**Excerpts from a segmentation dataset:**
━━━━━━━━

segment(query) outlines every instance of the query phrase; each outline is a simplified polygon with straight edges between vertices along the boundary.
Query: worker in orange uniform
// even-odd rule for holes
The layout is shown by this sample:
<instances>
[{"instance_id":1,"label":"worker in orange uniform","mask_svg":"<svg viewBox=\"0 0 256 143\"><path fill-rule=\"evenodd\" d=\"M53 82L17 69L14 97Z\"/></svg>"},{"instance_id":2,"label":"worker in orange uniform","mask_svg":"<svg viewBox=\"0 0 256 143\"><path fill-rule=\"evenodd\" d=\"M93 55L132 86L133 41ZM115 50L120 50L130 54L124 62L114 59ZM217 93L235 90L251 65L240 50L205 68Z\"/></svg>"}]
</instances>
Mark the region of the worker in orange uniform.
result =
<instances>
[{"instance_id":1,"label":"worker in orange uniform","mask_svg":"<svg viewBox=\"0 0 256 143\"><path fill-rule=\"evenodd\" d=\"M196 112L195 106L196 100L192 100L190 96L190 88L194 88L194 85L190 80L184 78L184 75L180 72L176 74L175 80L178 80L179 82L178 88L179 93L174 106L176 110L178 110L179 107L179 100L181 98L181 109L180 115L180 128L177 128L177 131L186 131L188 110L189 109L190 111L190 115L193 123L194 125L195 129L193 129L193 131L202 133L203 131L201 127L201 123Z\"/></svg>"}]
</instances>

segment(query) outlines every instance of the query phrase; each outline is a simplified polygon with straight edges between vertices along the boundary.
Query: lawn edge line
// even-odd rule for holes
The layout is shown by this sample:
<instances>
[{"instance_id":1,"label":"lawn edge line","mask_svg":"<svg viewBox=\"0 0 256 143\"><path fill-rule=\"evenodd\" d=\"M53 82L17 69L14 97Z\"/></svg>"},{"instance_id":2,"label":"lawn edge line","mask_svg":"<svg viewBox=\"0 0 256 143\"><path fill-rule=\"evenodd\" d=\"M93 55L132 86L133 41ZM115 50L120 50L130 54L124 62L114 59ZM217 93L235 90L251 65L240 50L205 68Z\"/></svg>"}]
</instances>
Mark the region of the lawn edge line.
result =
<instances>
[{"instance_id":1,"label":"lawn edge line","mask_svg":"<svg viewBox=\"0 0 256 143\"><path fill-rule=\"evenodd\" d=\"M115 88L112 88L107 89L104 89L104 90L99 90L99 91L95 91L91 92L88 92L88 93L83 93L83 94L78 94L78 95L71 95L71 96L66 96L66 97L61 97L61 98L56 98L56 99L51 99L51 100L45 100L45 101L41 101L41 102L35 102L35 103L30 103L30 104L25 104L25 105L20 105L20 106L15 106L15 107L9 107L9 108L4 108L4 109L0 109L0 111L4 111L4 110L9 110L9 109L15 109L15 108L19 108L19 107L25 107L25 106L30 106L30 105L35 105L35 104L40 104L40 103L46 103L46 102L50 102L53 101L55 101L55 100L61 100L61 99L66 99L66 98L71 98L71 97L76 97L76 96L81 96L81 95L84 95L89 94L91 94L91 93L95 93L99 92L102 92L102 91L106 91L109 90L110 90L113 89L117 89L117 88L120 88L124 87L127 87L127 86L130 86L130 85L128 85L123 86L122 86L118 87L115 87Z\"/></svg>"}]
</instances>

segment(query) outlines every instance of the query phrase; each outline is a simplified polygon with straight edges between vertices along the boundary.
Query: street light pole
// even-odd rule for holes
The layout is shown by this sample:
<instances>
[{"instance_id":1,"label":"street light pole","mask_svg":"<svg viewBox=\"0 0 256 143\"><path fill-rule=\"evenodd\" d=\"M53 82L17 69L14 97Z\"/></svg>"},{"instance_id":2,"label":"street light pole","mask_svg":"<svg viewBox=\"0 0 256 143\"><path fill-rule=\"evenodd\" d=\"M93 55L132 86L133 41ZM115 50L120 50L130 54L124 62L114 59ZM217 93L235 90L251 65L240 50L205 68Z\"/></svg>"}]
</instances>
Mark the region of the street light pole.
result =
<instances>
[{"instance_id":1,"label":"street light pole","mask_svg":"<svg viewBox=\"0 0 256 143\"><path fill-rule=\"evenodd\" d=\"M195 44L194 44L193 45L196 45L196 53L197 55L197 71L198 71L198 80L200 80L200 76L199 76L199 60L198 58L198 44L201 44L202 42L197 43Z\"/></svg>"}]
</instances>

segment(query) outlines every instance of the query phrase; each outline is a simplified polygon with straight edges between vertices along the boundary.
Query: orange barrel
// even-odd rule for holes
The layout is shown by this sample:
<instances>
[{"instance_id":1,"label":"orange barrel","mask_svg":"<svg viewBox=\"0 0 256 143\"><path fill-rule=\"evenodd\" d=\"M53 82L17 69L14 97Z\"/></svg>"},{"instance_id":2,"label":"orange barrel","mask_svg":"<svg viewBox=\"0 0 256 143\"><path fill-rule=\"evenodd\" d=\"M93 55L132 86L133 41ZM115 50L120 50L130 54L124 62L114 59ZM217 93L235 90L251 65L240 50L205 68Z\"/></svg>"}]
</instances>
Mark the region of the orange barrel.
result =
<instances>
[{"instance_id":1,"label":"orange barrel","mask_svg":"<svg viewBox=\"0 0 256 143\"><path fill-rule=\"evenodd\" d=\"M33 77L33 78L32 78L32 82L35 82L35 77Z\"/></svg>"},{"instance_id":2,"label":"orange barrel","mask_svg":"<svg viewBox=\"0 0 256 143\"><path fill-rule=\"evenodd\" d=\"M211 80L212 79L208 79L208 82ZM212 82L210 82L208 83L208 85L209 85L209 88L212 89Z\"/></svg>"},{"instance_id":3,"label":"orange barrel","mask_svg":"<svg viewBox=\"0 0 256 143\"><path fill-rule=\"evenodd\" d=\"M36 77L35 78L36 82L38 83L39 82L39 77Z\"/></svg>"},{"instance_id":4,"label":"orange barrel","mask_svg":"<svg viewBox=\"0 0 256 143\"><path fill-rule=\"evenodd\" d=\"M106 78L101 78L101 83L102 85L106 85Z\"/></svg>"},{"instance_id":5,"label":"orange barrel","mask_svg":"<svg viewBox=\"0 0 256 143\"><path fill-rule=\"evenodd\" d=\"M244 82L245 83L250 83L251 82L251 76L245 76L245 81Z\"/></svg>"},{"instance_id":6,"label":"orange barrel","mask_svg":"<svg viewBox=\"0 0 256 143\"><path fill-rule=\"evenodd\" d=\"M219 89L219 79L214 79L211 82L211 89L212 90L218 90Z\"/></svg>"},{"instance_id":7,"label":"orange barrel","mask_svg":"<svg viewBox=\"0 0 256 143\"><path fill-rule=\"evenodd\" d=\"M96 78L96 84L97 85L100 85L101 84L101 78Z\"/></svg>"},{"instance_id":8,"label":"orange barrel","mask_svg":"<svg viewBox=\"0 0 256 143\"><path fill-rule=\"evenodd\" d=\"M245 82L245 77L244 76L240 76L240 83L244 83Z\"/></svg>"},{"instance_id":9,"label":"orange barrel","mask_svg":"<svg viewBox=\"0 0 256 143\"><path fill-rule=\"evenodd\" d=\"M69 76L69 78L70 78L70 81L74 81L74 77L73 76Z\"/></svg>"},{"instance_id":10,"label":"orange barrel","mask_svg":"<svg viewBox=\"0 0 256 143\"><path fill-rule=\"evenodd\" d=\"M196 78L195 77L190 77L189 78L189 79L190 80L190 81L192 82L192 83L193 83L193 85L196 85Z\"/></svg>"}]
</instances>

━━━━━━━━

**REQUIREMENT:** Find each line in the entries above that contains the word "region" and copy those lines out.

**ANSWER TO THE PROBLEM:**
Mark the region of the worker in orange uniform.
Mark the region of the lawn edge line.
Mark the region of the street light pole.
Mark the region of the orange barrel.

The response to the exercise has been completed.